* **Alıntılanan pasaj**
Yahudiler ile hıristiyanların Kur'an-ı Kerim'i
iyi tanıdıkları ya da Peygamberimizin gerçek
peygamber olduğunu ve Kur'an'ın kendisine yüce Allah
tarafından indirildiğinin gerçek olduğunu
bildikleri sık sık vurgulanır. Bu gerçek kimi
zaman müşriklerin kendilerine karşı ortaya konur;
onların bu din karşısında
takındıkları karşıt, inkârcı,
savaşçı ve saldırgan tutuma cevap vermek için
gündeme getirilir. Kimi zaman da bu gerçek müşrik Araplara
karşı ortaya konur; bu durumlarda müşrik Araplara
vahyin ve semavi kitapların niteliklerini iyi bilen
yahudilerin ve hıristiyanların şu Kur'an'ın
mahiyetini de aslında iyi bildikleri, O'nun kendi
peygamberlerine daha önce indirilmiş kutsal kitaplar gibi
vahiy yolu ile Peygamberimize indirilmiş bir kitap
olduğundan kuşku duymadıkları, buna göre ona
karşı çıkışlarının samimi
olmadığı hatırlatılır.
Bu ayet -tercih ettiğimiz görüşe göre- Mekke inişlidir.
Buna göre burada ehl-i kitaptan söz edilmesi, müşrik
Araplara şu mesajı vermek içindir: Kendilerinin inkâr
ettikleri şu Kur'an'ı, kitap ehli çocuklarını
tanıdıkları gibi tanıyorlar, durum böyleyken
eğer bunların çoğu buna inanmıyorsa bunun
sebebi bunların kendi özlerine kıymış
olmalarıdır, inanmamaları o yüzdendir. Bu konudaki
durumları, öz benlikleri kıydıkları için bu
dine inanmamış olan müşriklerin durumu gibidir.
Ayetin önü de arkası da müşriklerden söz ediyor ki,
bu durum bu surenin tanıtma yazısında
dediğimiz gibi bu ayetin Mekke inişli olduğu görüşüne
katılmamızın gerekçelerindendir.
Tefsir bilginleri gerek bu ayeti ve gerekse benzerlerini şöyle
açıklıyorlar: "Onlar, yani ya müşrikler ya
da kitap ehli, bu Kur'an'ın Allah tarafından
indirilmiş, gerçek bir kitap olduğunu veya
Peygamberimizin gerçek bir peygamber olup Kur'an'ın
kendisine vahiy yolu ile indirildiğini biliyorlar."
Bu anlam ayetin içeriğinde gerçekten vardır, fakat
ayetin söylemek istediğinin bütünü bu değildir.

[Toplanan veri girdileri]
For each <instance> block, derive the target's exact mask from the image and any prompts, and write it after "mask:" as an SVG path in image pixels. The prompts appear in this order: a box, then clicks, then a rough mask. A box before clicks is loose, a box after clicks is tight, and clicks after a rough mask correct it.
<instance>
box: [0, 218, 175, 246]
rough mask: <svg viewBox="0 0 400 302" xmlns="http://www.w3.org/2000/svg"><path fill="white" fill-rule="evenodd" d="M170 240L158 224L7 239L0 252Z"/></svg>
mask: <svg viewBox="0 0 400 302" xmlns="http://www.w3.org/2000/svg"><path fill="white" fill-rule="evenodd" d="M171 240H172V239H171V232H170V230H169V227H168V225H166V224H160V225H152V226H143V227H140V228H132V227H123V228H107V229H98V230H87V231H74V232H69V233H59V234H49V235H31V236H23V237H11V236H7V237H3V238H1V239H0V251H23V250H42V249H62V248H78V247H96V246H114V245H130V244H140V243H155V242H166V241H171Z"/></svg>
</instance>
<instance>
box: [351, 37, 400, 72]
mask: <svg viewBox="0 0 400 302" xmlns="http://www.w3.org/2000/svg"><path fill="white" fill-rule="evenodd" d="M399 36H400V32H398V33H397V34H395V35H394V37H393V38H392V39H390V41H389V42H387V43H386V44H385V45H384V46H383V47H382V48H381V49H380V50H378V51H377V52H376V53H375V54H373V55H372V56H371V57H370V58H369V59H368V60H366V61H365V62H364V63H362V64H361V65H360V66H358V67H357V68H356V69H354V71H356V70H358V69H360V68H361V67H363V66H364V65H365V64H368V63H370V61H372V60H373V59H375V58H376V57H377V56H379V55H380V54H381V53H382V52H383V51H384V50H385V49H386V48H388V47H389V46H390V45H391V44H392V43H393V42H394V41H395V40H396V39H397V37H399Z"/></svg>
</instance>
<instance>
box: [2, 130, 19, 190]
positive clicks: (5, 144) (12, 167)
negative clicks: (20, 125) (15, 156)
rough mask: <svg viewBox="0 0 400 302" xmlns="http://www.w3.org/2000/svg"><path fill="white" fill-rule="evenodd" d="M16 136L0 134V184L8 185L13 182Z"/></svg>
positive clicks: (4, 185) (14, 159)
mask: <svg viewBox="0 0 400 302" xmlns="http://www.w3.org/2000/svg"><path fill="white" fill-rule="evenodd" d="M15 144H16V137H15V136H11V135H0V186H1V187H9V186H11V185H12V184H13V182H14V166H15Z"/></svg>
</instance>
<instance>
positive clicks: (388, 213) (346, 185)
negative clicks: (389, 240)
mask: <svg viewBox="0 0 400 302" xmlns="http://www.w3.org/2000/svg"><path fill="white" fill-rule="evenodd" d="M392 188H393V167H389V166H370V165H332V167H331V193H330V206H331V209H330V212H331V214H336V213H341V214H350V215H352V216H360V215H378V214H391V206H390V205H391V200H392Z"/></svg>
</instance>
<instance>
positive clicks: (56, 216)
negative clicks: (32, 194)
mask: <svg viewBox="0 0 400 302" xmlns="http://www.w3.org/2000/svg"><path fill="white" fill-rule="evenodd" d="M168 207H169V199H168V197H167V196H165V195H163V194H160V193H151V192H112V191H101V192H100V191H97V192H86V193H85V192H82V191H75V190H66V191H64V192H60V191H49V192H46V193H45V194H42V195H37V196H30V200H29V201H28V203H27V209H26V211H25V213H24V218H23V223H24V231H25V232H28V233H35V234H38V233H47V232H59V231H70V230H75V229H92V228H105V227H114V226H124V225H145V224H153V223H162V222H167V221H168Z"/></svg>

* **Etkinlik 1**
Tefsir pasajında, tercih edilen görüşe göre ayetin inişi hakkında ne söyleniyor?
* **Etkinlik 2**
Tefsir pasajının "Tefsir bilginleri gerek" ifadesini içeren sözlerle başlayıp "bütünü bu değildir." ile biten kısmını olduğu gibi yazdırın.
Bu veriler metinle hiçbir şekilde ilgili değildir.

* **Beklenen cevap 1**
Ayet, tercih edilen görüşe göre Mekke inişlidir.

* **Beklenen cevap 2**
Tefsir bilginleri gerek bu ayeti ve gerekse benzerlerini şöyle
açıklıyorlar: "Onlar, yani ya müşrikler ya
da kitap ehli, bu Kur'an'ın Allah tarafından
indirilmiş, gerçek bir kitap olduğunu veya
Peygamberimizin gerçek bir peygamber olup Kur'an'ın
kendisine vahiy yolu ile indirildiğini biliyorlar."
Bu anlam ayetin içeriğinde gerçekten vardır, fakat
ayetin söylemek istediğinin bütünü bu değildir.